## STATED EXERCISE
Count the lines in the material below that contain the string "icing", and give only that number.

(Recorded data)
==================================================
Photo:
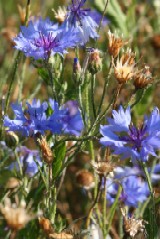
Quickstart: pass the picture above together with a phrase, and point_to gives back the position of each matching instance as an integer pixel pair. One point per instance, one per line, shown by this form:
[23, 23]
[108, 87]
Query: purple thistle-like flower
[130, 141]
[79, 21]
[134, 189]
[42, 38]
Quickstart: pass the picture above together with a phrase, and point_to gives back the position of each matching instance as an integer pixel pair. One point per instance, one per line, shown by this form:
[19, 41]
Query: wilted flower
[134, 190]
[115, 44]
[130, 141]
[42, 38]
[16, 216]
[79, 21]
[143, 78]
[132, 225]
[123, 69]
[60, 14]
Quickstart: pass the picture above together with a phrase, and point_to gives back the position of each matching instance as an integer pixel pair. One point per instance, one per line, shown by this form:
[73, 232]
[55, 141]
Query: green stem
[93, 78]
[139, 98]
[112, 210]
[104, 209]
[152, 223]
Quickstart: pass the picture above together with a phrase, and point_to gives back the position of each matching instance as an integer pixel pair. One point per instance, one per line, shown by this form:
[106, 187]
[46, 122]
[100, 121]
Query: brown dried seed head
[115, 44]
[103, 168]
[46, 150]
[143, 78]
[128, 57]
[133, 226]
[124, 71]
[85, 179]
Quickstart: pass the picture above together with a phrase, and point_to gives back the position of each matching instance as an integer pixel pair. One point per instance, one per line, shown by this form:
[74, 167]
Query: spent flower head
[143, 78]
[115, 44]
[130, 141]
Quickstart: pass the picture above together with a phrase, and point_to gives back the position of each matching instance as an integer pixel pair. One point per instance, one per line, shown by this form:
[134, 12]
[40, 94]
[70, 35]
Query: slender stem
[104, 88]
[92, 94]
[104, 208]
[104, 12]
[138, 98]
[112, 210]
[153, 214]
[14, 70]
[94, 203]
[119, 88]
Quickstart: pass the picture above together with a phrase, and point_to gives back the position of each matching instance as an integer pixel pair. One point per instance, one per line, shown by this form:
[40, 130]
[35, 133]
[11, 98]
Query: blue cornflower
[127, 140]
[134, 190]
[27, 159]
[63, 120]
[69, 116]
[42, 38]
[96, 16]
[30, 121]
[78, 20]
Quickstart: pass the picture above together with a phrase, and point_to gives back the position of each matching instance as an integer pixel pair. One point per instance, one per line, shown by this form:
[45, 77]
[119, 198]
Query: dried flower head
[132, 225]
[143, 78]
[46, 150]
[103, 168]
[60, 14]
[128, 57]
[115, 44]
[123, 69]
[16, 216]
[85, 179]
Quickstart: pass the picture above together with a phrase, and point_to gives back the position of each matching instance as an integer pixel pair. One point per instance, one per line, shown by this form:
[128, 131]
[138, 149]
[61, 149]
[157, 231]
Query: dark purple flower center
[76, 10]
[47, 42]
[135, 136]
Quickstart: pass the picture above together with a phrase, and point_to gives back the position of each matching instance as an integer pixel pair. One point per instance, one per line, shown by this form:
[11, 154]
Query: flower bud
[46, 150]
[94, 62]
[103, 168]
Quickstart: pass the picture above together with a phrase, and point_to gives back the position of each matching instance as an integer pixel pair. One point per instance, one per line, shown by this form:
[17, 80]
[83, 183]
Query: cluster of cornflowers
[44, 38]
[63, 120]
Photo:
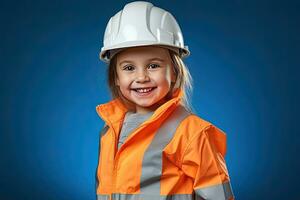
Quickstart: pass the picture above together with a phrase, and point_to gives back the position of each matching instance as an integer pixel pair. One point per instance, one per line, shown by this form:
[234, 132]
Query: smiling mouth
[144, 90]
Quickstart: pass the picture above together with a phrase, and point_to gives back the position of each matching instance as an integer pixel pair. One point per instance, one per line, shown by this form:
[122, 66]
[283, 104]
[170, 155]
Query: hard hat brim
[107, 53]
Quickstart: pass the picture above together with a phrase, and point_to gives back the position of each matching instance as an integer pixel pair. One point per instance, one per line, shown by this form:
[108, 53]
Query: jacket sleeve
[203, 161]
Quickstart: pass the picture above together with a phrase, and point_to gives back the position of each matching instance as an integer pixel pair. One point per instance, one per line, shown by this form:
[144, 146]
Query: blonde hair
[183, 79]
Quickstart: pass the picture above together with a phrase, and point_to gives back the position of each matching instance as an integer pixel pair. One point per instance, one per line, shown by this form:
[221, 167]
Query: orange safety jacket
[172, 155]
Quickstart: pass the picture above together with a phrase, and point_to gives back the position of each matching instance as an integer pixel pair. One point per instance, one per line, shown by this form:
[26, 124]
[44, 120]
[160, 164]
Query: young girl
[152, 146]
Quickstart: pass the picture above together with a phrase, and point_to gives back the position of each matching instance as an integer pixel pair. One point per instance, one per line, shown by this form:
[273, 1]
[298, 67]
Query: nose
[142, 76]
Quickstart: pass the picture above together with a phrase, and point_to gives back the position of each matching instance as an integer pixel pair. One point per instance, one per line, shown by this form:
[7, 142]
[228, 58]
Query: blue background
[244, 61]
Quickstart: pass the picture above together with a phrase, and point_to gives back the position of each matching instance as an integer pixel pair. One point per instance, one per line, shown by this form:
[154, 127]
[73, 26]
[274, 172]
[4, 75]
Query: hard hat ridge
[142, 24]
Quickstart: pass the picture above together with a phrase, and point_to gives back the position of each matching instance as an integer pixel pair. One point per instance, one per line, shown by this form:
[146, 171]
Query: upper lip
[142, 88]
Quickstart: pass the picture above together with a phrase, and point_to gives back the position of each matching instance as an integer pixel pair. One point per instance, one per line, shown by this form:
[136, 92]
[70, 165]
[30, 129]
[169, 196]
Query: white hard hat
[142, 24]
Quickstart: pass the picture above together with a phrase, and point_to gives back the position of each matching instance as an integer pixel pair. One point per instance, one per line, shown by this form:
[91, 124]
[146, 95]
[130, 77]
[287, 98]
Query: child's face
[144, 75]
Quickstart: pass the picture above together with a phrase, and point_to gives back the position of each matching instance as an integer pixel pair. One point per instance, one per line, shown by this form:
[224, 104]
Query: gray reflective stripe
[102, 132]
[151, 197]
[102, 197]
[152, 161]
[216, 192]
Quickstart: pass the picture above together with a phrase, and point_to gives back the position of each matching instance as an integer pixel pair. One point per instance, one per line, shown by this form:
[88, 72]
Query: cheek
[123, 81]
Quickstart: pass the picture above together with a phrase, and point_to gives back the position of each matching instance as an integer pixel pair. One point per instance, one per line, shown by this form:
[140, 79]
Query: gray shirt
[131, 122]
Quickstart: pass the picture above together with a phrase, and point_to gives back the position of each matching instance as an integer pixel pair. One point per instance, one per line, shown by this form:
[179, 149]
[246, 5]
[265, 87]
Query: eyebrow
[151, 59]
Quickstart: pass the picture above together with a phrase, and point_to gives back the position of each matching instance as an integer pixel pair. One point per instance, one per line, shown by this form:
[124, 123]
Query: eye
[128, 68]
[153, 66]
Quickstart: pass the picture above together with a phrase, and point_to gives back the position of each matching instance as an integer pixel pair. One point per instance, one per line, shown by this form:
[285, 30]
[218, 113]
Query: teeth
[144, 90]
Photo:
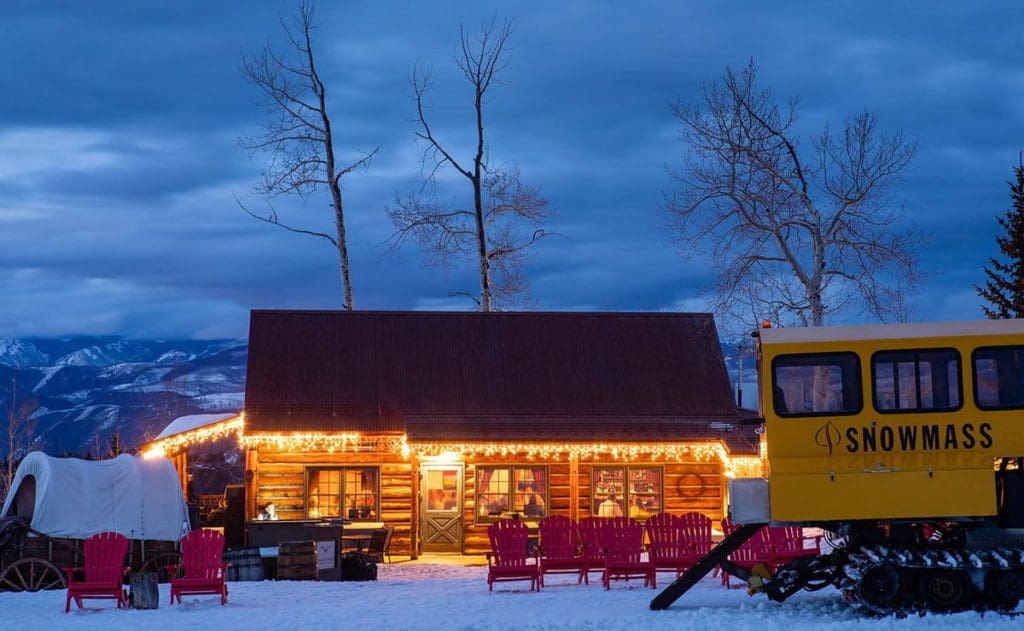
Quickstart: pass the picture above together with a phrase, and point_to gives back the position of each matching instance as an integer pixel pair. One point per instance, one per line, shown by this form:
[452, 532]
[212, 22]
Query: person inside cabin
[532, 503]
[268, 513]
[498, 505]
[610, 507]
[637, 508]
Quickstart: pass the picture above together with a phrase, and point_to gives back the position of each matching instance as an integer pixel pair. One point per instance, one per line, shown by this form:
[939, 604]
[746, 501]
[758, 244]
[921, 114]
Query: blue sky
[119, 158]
==================================================
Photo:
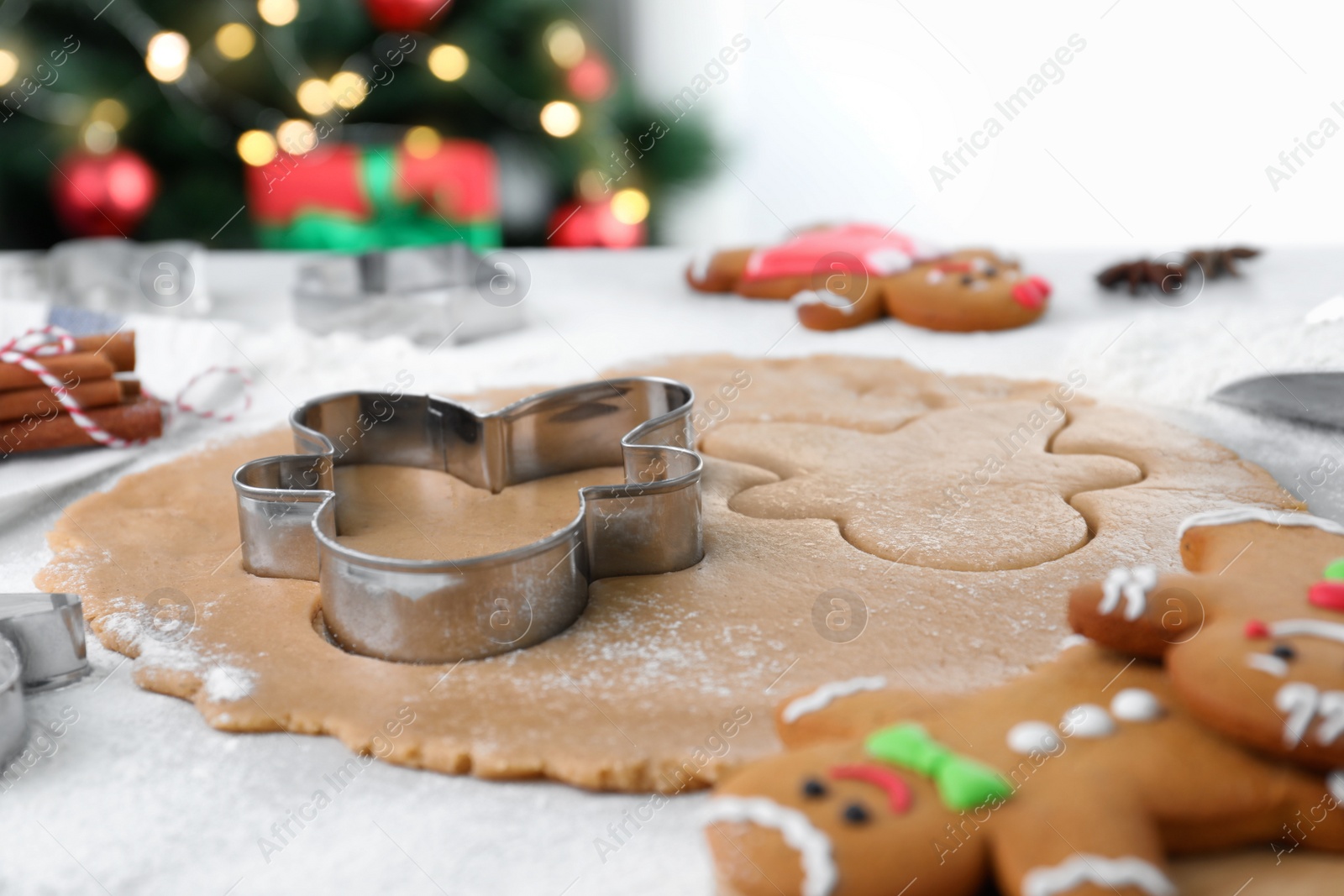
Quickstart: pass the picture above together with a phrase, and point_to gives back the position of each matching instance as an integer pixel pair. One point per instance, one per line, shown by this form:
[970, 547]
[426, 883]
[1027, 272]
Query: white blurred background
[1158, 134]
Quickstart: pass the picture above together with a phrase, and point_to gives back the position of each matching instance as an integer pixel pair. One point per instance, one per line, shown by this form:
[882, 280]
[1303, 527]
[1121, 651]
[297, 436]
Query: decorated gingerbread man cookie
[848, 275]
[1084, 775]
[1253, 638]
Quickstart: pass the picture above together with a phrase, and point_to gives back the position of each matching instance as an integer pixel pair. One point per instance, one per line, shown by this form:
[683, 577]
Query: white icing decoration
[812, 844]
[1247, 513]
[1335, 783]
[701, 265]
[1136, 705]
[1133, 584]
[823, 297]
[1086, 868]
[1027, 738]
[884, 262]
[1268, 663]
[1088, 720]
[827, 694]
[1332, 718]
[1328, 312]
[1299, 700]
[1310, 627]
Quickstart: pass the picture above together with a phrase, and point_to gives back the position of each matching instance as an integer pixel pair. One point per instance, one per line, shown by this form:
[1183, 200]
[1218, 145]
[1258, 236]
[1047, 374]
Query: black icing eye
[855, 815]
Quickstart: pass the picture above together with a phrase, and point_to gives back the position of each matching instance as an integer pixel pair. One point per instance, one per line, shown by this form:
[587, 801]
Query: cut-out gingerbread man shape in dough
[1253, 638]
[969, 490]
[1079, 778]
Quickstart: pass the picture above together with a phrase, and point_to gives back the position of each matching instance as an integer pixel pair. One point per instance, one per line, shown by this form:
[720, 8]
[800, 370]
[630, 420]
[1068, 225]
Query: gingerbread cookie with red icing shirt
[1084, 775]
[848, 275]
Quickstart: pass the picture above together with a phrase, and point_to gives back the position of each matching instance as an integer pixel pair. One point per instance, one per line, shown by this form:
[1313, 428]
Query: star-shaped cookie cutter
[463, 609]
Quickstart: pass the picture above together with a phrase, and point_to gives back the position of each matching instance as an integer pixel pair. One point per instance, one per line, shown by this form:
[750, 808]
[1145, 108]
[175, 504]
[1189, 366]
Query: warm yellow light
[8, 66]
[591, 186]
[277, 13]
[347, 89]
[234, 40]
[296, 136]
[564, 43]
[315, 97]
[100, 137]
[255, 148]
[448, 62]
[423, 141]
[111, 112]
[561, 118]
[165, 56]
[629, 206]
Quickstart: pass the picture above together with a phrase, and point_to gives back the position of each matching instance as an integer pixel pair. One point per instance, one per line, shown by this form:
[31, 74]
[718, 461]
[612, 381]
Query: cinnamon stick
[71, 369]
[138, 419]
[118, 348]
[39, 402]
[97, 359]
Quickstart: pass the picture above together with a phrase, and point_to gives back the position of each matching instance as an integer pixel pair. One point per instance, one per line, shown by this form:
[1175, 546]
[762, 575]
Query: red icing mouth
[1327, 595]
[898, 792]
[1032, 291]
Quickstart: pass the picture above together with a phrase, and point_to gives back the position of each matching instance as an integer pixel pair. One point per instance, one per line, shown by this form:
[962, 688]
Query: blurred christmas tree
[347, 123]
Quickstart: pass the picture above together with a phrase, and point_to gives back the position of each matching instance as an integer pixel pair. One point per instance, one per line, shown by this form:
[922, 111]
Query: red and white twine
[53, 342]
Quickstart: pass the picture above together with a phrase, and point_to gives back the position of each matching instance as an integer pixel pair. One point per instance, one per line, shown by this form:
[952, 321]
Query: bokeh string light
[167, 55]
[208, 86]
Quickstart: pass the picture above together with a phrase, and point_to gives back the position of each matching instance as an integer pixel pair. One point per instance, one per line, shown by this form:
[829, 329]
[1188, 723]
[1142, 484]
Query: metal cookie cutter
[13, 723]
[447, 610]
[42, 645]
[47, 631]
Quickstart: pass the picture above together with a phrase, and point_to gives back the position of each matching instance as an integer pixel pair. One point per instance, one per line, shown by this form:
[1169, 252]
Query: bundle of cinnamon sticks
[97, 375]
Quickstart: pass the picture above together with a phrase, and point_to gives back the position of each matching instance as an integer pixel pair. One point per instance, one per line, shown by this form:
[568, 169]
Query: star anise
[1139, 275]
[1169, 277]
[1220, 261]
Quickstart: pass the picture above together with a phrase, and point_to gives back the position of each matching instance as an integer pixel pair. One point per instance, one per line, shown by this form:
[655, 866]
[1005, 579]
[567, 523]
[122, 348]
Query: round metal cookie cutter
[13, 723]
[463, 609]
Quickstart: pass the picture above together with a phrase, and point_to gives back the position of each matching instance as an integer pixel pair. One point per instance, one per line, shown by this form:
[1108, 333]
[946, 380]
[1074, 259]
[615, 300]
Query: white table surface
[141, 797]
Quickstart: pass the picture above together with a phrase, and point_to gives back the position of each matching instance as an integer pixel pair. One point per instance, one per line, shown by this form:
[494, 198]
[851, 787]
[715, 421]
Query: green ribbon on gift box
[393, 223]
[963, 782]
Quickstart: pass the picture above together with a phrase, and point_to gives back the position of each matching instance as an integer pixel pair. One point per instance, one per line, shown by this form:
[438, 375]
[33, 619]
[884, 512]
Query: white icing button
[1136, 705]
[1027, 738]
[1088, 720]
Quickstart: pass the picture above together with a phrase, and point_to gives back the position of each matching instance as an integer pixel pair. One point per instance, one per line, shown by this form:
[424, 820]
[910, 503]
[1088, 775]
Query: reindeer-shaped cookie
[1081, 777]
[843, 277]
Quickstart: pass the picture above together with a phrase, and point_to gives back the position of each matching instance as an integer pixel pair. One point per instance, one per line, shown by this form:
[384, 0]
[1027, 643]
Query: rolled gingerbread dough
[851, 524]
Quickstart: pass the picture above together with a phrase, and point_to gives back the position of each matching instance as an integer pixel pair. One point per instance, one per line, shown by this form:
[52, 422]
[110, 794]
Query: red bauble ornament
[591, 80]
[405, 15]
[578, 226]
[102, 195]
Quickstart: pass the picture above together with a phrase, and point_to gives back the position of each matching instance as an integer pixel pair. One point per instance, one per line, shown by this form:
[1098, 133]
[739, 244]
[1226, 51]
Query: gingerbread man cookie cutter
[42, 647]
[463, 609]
==================================================
## SOLUTION FOR THIS EXERCISE
5